## Task goal
Across the listing below, how many lines include the word "dirt"? The answer is that number, with nothing added.

## Records shown

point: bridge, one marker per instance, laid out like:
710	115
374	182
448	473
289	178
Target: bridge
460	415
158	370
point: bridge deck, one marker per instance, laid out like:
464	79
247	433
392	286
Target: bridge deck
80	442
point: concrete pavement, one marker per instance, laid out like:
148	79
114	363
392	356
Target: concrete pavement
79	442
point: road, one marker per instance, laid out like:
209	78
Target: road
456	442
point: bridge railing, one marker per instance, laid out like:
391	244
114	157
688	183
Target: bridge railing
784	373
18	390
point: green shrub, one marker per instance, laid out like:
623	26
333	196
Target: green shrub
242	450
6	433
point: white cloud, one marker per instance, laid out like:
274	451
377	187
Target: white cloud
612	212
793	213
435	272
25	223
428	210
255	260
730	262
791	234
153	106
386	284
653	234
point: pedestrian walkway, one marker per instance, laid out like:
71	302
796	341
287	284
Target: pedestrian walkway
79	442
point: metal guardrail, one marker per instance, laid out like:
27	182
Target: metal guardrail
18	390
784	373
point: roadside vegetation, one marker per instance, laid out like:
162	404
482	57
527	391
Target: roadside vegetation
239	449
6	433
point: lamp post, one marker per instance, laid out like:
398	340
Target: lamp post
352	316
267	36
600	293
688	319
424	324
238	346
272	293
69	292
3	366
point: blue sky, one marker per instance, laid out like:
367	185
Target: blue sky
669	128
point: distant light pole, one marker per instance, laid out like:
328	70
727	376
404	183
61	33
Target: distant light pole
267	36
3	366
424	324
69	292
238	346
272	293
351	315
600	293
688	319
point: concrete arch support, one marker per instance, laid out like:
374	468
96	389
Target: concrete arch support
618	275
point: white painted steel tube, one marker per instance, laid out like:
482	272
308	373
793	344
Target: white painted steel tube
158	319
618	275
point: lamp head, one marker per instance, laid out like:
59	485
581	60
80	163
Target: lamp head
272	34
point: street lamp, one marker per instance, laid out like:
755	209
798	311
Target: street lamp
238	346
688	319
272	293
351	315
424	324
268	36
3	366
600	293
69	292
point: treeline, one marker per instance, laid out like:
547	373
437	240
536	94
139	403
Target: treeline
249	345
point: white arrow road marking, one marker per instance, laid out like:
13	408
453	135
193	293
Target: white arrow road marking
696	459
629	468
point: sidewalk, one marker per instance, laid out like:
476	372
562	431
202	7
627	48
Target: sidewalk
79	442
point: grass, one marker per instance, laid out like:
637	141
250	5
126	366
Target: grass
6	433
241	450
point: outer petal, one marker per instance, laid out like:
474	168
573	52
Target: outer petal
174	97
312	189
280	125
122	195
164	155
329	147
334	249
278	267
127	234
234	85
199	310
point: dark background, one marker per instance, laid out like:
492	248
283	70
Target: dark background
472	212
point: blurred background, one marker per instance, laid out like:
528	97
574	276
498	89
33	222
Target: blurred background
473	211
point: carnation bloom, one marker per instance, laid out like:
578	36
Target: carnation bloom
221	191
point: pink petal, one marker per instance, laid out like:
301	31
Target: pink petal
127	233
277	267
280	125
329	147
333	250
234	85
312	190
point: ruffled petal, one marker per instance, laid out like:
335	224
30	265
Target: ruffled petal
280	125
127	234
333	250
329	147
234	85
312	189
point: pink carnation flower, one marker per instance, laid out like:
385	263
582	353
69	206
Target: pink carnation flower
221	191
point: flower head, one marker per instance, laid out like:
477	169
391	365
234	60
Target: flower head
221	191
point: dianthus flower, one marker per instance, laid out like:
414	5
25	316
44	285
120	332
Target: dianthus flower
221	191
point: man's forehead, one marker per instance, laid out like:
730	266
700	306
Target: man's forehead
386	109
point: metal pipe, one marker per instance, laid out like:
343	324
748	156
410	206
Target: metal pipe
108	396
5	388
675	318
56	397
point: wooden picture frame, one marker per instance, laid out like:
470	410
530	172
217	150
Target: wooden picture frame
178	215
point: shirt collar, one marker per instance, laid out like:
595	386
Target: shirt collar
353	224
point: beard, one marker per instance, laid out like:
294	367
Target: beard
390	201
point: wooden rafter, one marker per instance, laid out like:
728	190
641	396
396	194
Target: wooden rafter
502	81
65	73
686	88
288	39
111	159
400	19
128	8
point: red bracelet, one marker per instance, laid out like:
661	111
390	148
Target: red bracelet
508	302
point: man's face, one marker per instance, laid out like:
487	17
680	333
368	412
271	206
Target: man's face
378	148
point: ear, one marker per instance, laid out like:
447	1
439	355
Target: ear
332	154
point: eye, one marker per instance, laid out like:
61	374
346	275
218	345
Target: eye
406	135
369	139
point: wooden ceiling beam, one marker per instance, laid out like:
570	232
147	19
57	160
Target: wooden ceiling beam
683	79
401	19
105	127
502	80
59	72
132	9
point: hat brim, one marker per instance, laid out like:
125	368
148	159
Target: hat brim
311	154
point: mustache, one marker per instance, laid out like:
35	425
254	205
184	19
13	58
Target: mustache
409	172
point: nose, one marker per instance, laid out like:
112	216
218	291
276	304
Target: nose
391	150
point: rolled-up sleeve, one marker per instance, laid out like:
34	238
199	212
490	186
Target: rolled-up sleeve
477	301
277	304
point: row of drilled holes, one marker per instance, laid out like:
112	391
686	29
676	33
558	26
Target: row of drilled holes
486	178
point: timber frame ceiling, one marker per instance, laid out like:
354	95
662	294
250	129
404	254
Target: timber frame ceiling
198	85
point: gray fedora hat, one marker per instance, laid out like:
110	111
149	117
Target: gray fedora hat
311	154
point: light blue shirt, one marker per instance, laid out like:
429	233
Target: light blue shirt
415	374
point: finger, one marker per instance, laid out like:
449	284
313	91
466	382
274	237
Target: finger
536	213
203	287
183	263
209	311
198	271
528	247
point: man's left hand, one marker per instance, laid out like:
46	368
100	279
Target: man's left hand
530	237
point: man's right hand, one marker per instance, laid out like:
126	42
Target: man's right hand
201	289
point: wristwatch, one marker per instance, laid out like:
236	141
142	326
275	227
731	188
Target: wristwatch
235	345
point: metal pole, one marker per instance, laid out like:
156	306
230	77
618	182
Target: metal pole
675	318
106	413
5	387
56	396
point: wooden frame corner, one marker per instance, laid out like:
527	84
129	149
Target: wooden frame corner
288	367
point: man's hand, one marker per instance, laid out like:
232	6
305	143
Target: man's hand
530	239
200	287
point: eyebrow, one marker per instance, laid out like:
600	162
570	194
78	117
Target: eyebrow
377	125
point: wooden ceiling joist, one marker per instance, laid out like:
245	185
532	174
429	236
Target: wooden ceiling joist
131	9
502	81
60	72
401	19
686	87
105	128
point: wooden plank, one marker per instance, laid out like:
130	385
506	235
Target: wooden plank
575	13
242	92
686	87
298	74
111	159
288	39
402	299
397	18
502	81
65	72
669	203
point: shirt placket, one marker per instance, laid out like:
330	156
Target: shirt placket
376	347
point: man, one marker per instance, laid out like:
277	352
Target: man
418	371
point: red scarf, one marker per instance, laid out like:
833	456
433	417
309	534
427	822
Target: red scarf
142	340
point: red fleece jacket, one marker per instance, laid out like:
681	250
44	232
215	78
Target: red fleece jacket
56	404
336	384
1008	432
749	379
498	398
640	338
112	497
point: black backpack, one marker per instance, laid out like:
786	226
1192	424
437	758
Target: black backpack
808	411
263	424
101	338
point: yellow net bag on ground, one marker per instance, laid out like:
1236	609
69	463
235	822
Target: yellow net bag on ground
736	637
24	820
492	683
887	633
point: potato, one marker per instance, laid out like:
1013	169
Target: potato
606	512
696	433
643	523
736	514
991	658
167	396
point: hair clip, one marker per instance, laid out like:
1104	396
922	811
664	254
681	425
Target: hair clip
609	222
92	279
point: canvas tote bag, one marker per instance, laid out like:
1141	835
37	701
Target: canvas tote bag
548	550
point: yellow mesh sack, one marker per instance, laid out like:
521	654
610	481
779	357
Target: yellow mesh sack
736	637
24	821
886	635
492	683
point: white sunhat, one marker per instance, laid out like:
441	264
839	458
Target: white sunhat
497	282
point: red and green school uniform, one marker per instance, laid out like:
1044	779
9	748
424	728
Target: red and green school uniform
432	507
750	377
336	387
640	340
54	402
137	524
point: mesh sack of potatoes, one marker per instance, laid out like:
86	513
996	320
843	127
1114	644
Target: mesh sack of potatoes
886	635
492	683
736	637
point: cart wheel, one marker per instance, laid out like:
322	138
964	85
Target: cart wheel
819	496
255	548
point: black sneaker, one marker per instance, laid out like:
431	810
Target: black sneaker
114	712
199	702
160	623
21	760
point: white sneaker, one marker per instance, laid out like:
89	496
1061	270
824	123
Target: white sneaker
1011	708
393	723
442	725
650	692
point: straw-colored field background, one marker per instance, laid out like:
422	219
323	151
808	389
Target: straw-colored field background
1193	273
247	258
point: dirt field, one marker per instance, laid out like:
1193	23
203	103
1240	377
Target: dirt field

## Exercise response
2